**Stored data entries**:
◇ ◇ ◇ ◇ ◇
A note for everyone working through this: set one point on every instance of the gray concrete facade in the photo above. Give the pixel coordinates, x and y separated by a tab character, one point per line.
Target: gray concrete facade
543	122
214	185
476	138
◇ ◇ ◇ ◇ ◇
**ASSIGNED TASK**: From the records above, extract each line exactly as shown.

**SOLVED EXERCISE**:
A note for everyone working through this: set one point on every instance of the gray concrete facade in the photo above. Give the pixel coordinates, x and y separated by a tab character, one point per line.
Target: gray concrete facade
543	122
214	185
476	138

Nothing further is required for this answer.